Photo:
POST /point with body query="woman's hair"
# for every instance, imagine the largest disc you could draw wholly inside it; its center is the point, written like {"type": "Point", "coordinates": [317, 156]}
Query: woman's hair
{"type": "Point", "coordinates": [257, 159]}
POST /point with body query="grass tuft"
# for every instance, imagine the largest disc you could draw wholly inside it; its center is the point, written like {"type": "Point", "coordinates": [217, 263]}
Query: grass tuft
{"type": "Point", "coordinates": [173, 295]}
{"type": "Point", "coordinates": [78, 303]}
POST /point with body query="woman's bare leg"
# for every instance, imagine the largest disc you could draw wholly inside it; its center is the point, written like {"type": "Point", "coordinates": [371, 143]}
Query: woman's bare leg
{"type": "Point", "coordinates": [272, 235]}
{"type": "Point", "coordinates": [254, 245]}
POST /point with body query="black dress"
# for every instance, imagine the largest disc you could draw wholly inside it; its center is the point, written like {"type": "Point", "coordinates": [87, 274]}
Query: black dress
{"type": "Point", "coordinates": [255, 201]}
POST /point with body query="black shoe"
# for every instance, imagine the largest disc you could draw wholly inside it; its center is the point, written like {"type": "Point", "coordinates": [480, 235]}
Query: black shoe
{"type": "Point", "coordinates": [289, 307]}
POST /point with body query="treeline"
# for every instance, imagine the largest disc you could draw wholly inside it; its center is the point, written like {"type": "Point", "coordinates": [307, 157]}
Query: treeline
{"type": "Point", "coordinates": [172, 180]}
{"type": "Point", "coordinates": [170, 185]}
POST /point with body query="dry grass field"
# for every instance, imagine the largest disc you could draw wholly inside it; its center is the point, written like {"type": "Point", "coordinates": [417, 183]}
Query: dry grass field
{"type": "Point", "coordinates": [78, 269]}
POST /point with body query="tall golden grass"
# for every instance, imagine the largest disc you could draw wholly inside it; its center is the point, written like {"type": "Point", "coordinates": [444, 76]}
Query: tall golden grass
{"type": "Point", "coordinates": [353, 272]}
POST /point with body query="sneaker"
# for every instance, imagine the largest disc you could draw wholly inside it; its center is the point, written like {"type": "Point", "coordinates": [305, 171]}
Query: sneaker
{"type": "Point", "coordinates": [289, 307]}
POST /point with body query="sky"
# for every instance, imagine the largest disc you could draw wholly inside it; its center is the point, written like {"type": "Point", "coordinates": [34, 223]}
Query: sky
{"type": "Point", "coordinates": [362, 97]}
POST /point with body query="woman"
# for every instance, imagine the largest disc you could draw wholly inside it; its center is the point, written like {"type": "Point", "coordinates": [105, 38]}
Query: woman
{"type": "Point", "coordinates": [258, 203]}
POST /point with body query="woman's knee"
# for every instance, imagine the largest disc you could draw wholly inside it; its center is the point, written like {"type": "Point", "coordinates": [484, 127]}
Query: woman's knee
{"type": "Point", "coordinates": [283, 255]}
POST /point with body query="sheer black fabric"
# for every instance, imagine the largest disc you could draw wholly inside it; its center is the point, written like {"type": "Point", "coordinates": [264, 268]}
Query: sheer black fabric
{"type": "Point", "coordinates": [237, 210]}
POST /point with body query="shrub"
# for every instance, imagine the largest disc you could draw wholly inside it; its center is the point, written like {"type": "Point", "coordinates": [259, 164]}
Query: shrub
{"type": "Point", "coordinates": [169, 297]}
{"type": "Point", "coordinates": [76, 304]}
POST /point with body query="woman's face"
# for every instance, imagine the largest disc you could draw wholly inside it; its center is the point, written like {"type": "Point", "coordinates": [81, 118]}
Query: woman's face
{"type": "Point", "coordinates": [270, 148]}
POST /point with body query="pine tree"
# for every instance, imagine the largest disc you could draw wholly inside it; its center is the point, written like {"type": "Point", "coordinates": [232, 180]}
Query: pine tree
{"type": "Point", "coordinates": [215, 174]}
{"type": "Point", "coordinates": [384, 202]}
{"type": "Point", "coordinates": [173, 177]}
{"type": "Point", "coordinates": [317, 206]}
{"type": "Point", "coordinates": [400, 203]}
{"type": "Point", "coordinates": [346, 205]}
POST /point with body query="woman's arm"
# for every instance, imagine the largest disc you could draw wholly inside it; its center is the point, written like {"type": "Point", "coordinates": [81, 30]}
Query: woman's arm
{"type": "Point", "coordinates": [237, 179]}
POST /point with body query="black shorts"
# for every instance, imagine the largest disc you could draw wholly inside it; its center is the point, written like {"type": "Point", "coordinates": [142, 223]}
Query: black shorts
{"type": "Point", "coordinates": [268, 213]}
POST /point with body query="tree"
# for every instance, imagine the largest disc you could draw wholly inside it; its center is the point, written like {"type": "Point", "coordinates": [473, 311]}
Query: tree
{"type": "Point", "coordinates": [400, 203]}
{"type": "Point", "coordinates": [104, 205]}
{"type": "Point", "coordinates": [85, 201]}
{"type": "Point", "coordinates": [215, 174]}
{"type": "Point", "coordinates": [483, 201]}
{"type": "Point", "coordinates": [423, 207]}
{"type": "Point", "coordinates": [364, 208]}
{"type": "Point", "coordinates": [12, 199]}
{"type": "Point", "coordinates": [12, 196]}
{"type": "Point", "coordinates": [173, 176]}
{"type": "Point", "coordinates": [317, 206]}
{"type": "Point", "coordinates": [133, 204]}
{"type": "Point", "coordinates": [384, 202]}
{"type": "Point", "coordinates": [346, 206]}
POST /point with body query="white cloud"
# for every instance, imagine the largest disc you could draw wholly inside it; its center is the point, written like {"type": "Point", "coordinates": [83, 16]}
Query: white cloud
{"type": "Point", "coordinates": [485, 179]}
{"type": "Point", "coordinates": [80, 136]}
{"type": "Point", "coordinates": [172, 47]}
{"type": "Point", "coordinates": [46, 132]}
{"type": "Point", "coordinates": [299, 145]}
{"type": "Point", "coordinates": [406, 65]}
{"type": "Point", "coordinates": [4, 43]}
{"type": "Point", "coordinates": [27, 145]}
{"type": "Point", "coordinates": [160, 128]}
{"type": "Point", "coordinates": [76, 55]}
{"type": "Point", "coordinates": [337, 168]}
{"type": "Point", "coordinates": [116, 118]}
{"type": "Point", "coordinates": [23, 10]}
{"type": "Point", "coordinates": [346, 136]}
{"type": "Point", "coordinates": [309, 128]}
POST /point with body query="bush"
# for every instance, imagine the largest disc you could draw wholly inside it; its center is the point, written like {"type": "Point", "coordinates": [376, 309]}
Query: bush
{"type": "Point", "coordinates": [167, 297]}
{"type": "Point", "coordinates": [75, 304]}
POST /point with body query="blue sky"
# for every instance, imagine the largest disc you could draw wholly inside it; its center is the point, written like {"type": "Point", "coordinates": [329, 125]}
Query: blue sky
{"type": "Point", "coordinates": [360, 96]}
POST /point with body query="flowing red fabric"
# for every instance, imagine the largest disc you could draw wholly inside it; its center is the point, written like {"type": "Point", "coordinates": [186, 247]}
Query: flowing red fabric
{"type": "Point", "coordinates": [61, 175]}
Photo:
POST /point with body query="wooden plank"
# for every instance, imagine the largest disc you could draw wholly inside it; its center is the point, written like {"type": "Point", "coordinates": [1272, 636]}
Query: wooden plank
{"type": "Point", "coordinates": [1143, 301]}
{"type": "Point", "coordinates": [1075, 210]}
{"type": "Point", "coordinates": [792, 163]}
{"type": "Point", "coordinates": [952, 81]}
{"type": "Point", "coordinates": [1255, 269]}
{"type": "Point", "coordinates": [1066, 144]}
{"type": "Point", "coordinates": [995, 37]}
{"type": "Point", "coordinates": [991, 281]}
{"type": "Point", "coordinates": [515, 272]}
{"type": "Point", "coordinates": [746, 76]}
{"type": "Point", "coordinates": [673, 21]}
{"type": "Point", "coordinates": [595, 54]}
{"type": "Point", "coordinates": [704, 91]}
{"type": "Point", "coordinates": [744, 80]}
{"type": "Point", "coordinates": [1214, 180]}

#### [Exercise brief]
Find each line in the records above that contains the string "white", and copy those lines out.

#### [Completed task]
POST /point with body query="white cloud"
Query: white cloud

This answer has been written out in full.